● **WRITTEN REQUEST**
Convert the lines below, from the line with "Detect all instances of shaved head." to the line with "[0,0,368,114]" (both included), into a JSON list of strings with one string per line, leaving out any blank lines.

** BEGIN RECORDS SHOWN **

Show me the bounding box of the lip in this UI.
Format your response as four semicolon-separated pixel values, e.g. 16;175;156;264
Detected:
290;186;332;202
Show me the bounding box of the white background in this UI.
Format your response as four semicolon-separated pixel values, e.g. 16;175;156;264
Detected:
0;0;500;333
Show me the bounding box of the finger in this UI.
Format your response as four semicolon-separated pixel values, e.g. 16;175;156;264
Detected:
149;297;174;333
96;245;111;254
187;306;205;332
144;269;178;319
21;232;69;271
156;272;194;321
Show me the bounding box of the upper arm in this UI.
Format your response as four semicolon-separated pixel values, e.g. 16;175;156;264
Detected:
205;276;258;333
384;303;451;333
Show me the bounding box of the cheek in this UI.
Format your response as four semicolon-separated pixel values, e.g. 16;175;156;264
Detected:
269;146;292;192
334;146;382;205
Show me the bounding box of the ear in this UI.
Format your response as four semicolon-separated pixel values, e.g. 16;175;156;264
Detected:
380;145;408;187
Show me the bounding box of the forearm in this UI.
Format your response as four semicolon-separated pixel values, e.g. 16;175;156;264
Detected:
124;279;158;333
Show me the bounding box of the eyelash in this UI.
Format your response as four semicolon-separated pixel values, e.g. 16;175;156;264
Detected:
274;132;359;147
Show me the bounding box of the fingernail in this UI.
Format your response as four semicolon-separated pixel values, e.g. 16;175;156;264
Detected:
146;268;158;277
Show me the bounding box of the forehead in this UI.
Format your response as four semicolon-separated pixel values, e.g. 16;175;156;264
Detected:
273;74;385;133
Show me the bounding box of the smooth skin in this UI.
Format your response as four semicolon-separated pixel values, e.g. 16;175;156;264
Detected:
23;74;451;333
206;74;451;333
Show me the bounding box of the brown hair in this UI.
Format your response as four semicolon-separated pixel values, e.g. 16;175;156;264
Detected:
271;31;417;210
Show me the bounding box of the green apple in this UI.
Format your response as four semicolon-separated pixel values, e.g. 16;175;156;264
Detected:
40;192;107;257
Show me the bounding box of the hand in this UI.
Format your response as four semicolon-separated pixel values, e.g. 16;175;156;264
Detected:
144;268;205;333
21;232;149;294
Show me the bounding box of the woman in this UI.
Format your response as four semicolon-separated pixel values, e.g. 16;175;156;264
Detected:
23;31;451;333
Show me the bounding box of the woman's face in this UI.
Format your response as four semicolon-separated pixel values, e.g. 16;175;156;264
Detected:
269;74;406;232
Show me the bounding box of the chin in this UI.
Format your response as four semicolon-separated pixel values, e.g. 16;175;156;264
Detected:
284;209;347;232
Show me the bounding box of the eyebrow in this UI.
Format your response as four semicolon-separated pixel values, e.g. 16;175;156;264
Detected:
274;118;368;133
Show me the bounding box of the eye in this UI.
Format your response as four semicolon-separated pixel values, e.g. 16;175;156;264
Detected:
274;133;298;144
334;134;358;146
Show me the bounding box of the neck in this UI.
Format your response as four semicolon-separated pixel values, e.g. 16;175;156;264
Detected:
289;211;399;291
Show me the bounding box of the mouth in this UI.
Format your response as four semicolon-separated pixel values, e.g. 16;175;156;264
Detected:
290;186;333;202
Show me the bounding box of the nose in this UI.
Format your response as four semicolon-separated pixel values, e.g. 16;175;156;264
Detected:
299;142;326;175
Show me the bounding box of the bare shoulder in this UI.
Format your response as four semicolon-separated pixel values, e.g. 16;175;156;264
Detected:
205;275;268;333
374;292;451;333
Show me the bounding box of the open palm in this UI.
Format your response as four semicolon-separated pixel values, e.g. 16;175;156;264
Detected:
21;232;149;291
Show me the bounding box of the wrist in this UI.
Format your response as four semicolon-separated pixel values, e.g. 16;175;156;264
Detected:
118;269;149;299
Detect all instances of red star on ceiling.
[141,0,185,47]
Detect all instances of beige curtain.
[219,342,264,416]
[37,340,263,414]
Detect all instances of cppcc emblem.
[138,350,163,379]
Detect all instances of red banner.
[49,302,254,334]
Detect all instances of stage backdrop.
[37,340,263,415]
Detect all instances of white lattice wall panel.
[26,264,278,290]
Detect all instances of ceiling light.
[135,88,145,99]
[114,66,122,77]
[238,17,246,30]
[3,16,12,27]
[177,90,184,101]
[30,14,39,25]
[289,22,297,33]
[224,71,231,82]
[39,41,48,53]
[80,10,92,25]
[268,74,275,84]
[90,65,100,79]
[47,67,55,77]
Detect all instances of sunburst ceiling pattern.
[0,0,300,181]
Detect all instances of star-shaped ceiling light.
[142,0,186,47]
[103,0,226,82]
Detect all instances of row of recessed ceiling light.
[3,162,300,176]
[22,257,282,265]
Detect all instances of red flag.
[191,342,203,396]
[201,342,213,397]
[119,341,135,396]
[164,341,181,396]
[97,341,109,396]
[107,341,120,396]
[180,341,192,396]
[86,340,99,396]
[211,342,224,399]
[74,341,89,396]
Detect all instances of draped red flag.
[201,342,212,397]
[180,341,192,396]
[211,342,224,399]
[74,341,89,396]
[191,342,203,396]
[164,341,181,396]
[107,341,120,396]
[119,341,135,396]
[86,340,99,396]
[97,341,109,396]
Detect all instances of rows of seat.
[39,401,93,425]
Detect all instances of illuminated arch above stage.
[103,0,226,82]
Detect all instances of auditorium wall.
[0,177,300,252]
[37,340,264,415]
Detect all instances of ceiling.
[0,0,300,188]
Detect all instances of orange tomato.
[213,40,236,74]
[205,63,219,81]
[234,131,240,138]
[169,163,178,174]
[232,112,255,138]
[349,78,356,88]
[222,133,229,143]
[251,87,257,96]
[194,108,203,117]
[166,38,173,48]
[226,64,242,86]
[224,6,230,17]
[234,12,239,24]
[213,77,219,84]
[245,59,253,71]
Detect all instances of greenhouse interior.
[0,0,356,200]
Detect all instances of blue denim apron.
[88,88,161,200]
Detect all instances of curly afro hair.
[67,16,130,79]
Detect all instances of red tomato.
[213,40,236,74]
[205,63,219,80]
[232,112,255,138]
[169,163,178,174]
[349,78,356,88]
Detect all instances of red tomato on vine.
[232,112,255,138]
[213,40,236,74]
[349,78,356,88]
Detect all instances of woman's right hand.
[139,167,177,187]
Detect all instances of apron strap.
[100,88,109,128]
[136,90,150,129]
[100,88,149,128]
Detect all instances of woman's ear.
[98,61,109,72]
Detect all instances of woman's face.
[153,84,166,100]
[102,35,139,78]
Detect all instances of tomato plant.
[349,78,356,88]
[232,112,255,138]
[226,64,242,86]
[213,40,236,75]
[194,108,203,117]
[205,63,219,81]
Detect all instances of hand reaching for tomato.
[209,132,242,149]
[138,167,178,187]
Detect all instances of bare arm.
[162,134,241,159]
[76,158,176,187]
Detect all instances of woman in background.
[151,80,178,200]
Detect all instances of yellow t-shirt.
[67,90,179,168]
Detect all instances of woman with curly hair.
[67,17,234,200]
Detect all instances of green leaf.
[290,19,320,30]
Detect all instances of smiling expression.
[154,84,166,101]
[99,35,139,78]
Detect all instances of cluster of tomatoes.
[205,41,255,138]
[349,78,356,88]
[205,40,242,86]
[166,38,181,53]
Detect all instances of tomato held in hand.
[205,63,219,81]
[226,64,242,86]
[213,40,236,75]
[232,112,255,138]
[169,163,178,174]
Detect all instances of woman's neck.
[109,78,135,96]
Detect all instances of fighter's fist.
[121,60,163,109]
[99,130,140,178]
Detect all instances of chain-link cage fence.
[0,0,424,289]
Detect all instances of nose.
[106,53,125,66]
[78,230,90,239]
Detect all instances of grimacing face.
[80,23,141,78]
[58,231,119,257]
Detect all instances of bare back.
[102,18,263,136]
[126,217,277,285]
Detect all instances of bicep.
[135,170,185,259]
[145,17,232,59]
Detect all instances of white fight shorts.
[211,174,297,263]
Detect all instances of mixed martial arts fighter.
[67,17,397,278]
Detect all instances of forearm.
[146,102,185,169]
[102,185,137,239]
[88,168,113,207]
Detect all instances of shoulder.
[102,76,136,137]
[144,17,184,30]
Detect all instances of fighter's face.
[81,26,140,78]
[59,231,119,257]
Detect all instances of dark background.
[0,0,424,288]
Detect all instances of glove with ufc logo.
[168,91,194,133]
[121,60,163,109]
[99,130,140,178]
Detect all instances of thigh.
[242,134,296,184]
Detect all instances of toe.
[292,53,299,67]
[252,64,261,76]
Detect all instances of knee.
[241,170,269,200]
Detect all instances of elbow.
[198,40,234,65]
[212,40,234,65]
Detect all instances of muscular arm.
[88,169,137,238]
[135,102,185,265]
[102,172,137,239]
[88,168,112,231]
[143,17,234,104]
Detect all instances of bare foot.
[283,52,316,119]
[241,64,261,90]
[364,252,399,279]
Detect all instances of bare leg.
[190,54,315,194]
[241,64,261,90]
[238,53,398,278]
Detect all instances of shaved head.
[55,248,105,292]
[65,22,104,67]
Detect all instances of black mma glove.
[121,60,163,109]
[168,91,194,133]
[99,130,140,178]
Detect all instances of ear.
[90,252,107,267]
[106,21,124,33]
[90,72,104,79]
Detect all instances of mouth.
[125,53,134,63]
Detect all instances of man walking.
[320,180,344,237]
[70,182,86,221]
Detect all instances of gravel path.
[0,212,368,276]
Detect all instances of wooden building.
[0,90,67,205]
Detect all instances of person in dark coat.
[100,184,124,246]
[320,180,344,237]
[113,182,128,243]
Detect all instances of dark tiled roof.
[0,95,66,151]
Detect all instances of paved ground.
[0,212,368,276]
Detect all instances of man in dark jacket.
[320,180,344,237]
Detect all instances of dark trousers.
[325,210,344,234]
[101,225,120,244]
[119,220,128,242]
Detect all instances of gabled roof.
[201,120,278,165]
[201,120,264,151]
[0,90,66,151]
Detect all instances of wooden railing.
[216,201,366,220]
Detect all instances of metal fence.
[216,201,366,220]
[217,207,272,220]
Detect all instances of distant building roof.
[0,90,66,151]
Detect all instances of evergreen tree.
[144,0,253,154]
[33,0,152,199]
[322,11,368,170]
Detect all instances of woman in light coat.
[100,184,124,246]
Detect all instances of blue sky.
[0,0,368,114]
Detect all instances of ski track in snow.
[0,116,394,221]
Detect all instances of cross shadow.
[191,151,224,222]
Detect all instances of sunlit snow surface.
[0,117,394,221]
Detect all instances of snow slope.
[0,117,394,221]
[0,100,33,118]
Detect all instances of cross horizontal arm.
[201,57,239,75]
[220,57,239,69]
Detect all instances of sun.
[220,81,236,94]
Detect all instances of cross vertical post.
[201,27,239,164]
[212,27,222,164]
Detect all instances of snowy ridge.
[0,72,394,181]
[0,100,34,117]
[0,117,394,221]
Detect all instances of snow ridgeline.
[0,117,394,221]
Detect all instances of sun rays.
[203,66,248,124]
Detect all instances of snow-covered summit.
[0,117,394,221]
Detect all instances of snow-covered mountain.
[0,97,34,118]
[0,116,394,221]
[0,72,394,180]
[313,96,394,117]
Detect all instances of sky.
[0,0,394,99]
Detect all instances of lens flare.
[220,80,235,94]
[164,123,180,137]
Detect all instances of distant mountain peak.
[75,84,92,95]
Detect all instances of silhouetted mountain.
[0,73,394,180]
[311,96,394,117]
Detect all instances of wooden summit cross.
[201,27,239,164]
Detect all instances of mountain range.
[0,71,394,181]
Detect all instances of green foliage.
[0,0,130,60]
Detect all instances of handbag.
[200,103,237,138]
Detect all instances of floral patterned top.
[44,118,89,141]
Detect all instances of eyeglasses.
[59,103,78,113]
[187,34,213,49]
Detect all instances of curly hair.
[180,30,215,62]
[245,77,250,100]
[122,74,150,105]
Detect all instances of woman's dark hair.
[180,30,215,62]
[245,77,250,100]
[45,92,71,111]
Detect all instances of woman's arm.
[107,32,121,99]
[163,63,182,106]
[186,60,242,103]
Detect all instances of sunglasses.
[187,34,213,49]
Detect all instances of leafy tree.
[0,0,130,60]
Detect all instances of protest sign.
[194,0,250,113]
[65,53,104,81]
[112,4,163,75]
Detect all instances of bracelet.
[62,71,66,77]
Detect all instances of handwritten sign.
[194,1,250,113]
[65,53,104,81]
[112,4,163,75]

** END RECORDS SHOWN **

● **EXERCISE SOLUTION**
[
  "Detect all instances of shaved head.",
  "[55,248,105,292]",
  "[65,22,104,67]",
  "Detect all instances of black mma glove.",
  "[121,60,163,109]",
  "[168,91,194,133]",
  "[99,130,140,178]",
  "Detect all instances of ear.",
  "[90,252,107,267]",
  "[106,21,124,33]",
  "[90,72,104,79]",
  "Detect all instances of mouth.",
  "[125,53,134,63]",
  "Detect all instances of man walking.",
  "[320,180,344,237]",
  "[70,182,86,221]",
  "Detect all instances of gravel path.",
  "[0,212,368,276]",
  "Detect all instances of wooden building.",
  "[0,90,67,205]",
  "Detect all instances of person in dark coat.",
  "[100,184,124,246]",
  "[320,180,344,237]",
  "[113,182,128,243]",
  "Detect all instances of dark tiled roof.",
  "[0,95,66,151]",
  "Detect all instances of paved ground.",
  "[0,212,368,276]",
  "Detect all instances of man in dark jacket.",
  "[320,180,344,237]",
  "Detect all instances of dark trousers.",
  "[325,210,344,234]",
  "[101,225,120,244]",
  "[119,220,128,242]",
  "Detect all instances of gabled roof.",
  "[201,120,278,165]",
  "[201,120,264,151]",
  "[0,90,66,151]",
  "Detect all instances of wooden railing.",
  "[216,201,366,220]",
  "Detect all instances of metal fence.",
  "[216,201,366,220]",
  "[217,207,272,220]",
  "Detect all instances of distant building roof.",
  "[0,90,66,151]",
  "Detect all instances of evergreen tree.",
  "[144,0,253,154]",
  "[33,0,152,199]",
  "[322,11,368,170]",
  "Detect all instances of woman in light coat.",
  "[100,184,124,246]",
  "Detect all instances of blue sky.",
  "[0,0,368,114]"
]